TASK INSTRUCTIONS –
Repeat each line word for word.

DATA ROWS –
┄┄┄┄┄┄┄┄┄┄┄┄┄┄┄┄┄┄┄┄

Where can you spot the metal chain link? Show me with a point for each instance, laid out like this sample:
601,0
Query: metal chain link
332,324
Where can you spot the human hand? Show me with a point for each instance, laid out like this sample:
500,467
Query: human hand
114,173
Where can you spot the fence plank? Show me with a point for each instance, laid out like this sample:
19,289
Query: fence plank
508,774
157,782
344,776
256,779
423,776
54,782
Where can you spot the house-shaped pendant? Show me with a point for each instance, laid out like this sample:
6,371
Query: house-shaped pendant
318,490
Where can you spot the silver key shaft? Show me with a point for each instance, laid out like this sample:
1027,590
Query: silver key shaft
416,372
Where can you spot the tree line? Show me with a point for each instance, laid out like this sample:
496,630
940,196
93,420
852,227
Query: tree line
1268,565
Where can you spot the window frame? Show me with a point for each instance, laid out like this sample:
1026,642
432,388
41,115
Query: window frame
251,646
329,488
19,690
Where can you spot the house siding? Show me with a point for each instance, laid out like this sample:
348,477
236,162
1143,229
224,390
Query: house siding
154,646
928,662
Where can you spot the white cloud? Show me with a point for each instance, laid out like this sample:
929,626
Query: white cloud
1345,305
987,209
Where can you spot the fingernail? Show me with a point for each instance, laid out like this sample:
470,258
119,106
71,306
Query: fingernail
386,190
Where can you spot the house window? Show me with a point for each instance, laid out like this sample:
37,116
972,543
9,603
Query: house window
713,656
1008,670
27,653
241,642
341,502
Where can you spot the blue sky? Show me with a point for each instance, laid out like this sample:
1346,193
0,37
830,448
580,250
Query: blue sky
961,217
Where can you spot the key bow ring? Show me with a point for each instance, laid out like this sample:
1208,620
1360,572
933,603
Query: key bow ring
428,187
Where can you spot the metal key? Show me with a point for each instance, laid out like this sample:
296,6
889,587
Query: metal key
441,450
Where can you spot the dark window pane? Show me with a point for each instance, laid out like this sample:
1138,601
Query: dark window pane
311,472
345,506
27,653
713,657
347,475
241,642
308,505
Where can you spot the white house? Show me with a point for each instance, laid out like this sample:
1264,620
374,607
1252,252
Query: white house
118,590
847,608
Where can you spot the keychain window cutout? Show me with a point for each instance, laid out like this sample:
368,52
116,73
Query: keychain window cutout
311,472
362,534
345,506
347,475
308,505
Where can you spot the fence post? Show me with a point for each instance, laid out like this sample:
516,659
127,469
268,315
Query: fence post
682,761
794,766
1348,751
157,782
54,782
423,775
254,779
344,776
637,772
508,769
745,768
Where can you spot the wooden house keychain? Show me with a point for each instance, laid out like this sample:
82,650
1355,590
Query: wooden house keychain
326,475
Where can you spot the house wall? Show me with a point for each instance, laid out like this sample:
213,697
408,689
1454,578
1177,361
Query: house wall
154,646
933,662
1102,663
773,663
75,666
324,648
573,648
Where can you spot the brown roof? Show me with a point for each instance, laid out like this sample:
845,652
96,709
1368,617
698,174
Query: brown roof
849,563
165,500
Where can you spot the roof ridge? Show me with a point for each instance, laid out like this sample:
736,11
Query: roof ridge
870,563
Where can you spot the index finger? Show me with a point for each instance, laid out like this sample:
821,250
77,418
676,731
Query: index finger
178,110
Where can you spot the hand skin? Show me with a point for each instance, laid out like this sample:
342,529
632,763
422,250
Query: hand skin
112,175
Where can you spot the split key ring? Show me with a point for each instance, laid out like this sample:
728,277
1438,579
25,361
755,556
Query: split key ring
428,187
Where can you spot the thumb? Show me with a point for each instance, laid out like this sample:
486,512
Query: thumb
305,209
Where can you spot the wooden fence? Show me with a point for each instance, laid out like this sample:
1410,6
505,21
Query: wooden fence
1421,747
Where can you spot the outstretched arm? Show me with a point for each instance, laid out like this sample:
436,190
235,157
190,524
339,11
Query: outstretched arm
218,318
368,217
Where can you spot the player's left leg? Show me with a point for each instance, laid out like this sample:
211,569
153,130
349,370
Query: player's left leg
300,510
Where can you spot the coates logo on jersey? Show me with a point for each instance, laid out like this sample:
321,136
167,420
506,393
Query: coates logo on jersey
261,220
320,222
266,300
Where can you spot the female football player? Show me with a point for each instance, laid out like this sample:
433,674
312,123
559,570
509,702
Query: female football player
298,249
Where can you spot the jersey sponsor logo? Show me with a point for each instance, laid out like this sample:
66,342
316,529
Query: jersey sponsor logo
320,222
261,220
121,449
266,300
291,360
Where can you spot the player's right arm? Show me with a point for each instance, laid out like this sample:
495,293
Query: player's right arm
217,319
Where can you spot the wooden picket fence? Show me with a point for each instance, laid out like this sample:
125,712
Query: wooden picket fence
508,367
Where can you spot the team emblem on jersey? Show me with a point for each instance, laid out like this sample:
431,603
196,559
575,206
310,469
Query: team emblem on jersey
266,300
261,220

┄┄┄┄┄┄┄┄┄┄┄┄┄┄┄┄┄┄┄┄

OUTPUT BELOW –
Where can you spot the metal chain link? Show me with a point for each instance, laid out like this sample:
601,0
Query: metal chain link
332,324
Where can you spot the human hand? Show me with a point for each instance, laid out like this sample:
500,467
Query: human hand
114,173
Where can you spot the fence plank? Show me with a point for each instance, laid out like this sample:
19,289
Query: fence plank
508,774
157,782
344,776
256,779
423,776
54,782
Where can you spot the house-shaped pendant? Show me with a point for each instance, laid out like this sample:
6,371
Query: house-shaped pendant
318,490
Where can you spot the silver key shaft? Show me with a point for each instance, laid out like this sample:
1027,590
Query: silver key shaft
416,372
Where can you spot the tree line? Show me with a point for each instance, laid out like this sample:
496,630
940,196
93,420
852,227
Query: tree line
1268,565
Where can you spot the window frame? Show me with a point for each instance, laid out like this sample:
1026,642
432,388
41,115
Query: window frame
251,646
329,488
19,690
Where can you spot the house siding? Show me with a point for each instance, laid out like this sample:
348,477
236,162
1143,229
224,390
Query: house siding
154,646
928,662
Where can you spot the white cloud? Show me with a point for each instance, laid out like this sample:
929,626
Query: white cloud
1345,305
987,209
Where can you spot the fingernail? Show me with a point for each instance, laid out like this sample:
470,258
119,106
71,306
Query: fingernail
386,190
Where can you spot the house window? Show me with a point for each instance, laid out like this sample:
37,116
972,543
9,603
Query: house window
713,656
1008,670
27,653
241,642
341,502
Where can you spot the blue sky? Show me with a point for each instance, laid out like this sample:
1346,193
0,37
830,448
580,250
Query: blue sky
961,217
Where can you spot the key bow ring? Show me with a point for each instance, laid out like this sample:
1208,620
1360,572
933,603
Query: key bow ring
428,187
Where can you spot the metal key? Show me with a point for each instance, laid out like this sample:
296,6
889,587
Query: metal key
441,450
Where can you spot the dark window pane? Show me with a point for each instance, laid out like this sample:
1138,601
Query: dark window pane
311,472
345,506
27,653
713,657
347,475
241,642
308,505
Where can you spot the white house? Show me with a point for each instance, laid out like this sample:
1264,620
374,607
1252,252
Query: white house
118,590
847,608
Where can you spot the keychain window cutout? Show me with a point for each instance, laid out like this sample:
368,52
116,73
Query: keychain window cutout
311,472
362,534
345,506
347,475
308,505
Where can you spot the fence post? Show me with a point for each instance, laid out like this sample:
516,659
127,469
268,315
Query: fence post
682,761
794,766
1348,751
157,782
54,782
423,775
254,779
344,776
637,772
508,769
745,768
Where can you spot the wooden house keychain? Show me with a point for each instance, laid out like this sample:
82,650
1355,590
Query: wooden house keychain
326,475
Where can you spot the house wall? Show me with a point for each instance, laid out like this sample:
213,697
408,689
1454,578
1177,361
Query: house wall
154,646
933,662
1102,663
773,663
75,666
324,648
573,648
Where can you spot the brown roof? Show me with a point for each instance, laid out like this sample:
845,652
96,709
1368,617
698,174
Query: brown roof
849,563
165,500
Where can you spot the roof ridge? Show me with a point for each instance, laid out like this sample:
736,11
Query: roof ridge
870,563
Where can you spot the index finger? Show me with a point for each instance, laid out like this sample:
821,250
77,418
676,731
Query: index finger
178,110
Where can you spot the hand skin? Show me with a point for each instance, laid out like this sample:
342,529
632,763
422,250
Query: hand skin
112,175
Where can you spot the split key ring? Show me with a point for each instance, laid out like this sample:
728,277
1438,579
25,361
755,556
Query: split key ring
428,187
Where can you spot the thumb? Show me with a point for each instance, laid out like this sample:
486,512
Query: thumb
305,209
Where can you spot the wooden fence? Show me with a point for each instance, laid out like this sample:
1410,6
505,21
Query: wooden fence
1421,747
Where can you spot the outstretched arm? Show me with a point for each instance, laid out like this sample:
436,190
235,157
190,524
339,11
Query: outstretched arm
218,318
368,217
Where can you spot the player's left leg? Show me with a point for each instance, laid out like this sample:
211,569
153,130
349,370
Query: player's left leg
300,510
Where can you spot the coates logo on jersey? Show me with a point for each instance, laid out like this sample:
321,136
167,420
506,393
Query: coates logo on jersey
261,220
320,222
266,300
Where can you spot the female football player? Show me with a point for each instance, laid out like this sample:
433,674
312,123
559,570
509,702
Query: female football player
298,249
Where can you spot the jersey sponsor logo? Show me with a point for each instance, laid out like this sample:
66,342
316,529
Query: jersey sponsor logo
320,222
261,220
121,449
266,300
291,360
Where can you spot the player's right arm? Show me with a point for each instance, laid out like this sample:
495,293
Query: player's right arm
217,319
Where can you spot the wooden picket fence? Show me with a point for each instance, laid out like this sample:
125,712
Query: wooden picket fence
508,367
Where can you spot the team emblem on jersey? Show me with a point for each instance, laid out like this sample:
431,603
196,559
575,206
310,469
Query: team emblem on jersey
266,300
261,220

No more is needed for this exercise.